# Given exercise
Extract each line of the material below that contains the string "helmet", treating uppercase and lowercase letters as distinct.

>> BEGIN Records to use

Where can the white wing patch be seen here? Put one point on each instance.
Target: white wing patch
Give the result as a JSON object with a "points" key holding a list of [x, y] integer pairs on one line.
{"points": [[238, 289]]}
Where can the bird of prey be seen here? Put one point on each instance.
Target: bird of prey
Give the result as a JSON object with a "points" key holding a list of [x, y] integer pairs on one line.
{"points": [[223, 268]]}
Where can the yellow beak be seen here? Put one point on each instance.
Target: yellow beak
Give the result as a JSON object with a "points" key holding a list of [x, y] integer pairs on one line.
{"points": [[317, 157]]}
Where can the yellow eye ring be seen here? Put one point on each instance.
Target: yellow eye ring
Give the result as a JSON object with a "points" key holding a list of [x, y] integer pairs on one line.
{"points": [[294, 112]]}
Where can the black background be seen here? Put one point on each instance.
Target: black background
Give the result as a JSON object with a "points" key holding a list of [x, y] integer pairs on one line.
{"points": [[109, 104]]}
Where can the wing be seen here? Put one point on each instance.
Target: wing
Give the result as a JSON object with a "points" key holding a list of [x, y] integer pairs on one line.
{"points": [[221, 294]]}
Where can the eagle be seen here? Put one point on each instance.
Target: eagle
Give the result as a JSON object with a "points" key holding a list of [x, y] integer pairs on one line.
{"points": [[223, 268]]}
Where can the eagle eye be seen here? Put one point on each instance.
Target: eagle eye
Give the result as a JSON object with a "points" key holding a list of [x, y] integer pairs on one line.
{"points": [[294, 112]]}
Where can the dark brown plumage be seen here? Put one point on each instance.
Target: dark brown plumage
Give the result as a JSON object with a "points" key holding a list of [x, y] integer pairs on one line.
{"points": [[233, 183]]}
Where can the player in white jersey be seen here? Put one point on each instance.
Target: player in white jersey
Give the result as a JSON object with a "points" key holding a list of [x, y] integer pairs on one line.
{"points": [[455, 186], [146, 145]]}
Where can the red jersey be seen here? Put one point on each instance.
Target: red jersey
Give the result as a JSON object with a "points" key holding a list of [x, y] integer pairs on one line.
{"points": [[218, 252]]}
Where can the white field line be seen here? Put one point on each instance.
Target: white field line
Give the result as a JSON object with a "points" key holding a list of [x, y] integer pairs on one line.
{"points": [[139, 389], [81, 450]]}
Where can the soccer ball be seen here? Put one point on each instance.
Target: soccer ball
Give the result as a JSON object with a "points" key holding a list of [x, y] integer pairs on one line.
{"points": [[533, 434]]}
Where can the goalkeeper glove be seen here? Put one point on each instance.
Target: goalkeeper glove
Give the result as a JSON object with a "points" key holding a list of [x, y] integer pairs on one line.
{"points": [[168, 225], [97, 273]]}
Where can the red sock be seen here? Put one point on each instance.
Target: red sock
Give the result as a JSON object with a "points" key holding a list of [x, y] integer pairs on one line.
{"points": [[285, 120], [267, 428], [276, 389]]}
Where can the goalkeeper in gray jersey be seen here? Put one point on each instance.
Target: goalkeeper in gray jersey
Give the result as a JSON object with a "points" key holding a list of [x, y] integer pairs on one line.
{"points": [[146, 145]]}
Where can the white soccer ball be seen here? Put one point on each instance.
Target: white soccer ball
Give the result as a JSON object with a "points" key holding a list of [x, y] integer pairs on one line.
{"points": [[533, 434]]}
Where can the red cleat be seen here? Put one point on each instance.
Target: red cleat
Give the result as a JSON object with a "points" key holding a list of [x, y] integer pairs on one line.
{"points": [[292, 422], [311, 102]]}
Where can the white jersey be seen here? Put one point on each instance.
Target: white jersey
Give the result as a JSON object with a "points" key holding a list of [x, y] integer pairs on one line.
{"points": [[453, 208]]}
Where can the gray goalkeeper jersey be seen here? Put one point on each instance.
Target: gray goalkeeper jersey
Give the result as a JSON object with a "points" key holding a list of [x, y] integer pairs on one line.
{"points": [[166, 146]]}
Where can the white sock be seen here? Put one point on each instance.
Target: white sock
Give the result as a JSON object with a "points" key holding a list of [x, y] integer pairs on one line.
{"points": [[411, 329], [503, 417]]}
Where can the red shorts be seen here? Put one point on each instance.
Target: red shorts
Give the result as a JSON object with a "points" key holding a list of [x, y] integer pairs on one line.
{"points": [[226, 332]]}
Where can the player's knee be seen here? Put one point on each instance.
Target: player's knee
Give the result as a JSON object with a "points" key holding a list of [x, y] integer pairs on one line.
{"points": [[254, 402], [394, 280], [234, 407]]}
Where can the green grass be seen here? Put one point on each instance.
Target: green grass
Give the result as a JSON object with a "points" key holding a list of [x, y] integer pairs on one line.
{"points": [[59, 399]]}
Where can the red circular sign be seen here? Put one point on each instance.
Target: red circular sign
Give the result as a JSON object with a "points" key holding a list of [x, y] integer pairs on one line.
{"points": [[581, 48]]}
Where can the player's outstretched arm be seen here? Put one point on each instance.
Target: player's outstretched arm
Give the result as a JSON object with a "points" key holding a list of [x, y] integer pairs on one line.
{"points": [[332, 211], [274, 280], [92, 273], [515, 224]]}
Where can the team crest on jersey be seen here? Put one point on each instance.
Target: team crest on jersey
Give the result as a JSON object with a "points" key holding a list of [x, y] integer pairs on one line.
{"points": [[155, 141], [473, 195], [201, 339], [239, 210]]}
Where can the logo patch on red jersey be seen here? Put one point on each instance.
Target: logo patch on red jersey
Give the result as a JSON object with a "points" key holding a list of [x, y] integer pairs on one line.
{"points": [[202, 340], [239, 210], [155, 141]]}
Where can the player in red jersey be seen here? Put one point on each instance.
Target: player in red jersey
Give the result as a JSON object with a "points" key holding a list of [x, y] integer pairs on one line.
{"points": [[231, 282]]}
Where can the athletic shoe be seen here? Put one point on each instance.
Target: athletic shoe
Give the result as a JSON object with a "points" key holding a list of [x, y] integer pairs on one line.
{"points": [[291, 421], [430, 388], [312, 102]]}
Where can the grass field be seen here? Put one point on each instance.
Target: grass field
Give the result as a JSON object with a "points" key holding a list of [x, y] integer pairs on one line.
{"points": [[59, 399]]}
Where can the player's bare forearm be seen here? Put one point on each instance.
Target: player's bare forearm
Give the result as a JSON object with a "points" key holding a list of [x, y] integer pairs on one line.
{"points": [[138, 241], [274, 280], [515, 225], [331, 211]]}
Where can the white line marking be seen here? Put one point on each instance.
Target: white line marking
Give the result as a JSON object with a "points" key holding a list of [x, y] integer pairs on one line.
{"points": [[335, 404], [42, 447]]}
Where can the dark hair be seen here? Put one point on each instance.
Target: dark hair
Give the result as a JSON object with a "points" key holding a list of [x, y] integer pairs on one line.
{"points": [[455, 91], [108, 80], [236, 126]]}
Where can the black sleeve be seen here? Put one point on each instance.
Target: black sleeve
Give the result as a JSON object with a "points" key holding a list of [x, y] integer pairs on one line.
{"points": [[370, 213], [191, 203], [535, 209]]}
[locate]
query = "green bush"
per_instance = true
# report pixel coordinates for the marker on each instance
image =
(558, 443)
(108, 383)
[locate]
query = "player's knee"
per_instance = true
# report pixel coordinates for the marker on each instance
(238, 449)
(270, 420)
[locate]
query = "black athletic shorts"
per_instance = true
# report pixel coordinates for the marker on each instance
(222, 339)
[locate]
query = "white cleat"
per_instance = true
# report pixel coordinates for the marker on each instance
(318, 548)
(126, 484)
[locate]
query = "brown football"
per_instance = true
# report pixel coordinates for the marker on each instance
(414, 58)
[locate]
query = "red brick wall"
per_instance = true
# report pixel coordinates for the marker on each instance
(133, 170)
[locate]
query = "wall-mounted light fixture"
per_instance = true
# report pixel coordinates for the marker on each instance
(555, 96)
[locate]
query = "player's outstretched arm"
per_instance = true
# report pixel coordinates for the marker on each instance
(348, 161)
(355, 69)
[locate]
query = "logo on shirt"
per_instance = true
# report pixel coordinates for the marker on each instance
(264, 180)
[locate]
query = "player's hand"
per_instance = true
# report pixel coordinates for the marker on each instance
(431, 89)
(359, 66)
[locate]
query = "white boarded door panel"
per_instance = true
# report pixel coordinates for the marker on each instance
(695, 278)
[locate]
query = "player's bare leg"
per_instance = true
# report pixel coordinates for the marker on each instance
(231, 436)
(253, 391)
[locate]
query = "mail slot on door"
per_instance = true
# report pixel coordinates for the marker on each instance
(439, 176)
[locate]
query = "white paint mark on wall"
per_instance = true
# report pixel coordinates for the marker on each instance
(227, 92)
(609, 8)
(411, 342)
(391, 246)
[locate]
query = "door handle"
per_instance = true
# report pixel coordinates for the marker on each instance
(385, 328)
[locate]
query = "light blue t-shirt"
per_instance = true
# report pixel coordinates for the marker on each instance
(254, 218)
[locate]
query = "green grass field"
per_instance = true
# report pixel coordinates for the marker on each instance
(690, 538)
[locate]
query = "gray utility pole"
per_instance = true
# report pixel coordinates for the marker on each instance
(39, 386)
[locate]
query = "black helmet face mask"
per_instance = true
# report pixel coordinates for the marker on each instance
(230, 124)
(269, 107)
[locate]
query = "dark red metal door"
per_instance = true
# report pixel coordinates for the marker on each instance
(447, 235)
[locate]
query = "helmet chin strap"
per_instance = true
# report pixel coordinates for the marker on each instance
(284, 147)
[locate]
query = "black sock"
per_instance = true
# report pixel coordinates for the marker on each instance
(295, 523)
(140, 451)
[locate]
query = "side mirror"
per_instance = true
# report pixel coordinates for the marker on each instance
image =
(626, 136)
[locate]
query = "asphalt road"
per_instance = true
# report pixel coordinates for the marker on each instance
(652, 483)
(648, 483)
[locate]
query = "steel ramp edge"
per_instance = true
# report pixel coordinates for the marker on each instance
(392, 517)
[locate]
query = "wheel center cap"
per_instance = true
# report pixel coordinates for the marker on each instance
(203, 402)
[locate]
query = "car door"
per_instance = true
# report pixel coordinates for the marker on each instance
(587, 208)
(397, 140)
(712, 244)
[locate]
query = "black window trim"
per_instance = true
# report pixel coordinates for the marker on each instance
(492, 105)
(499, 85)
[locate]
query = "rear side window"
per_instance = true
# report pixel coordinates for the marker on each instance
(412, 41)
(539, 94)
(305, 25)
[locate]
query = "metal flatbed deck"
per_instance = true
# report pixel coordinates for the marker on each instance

>> END Records to use

# Solved exercise
query = "black helmet face mask"
query = "helmet chin strap"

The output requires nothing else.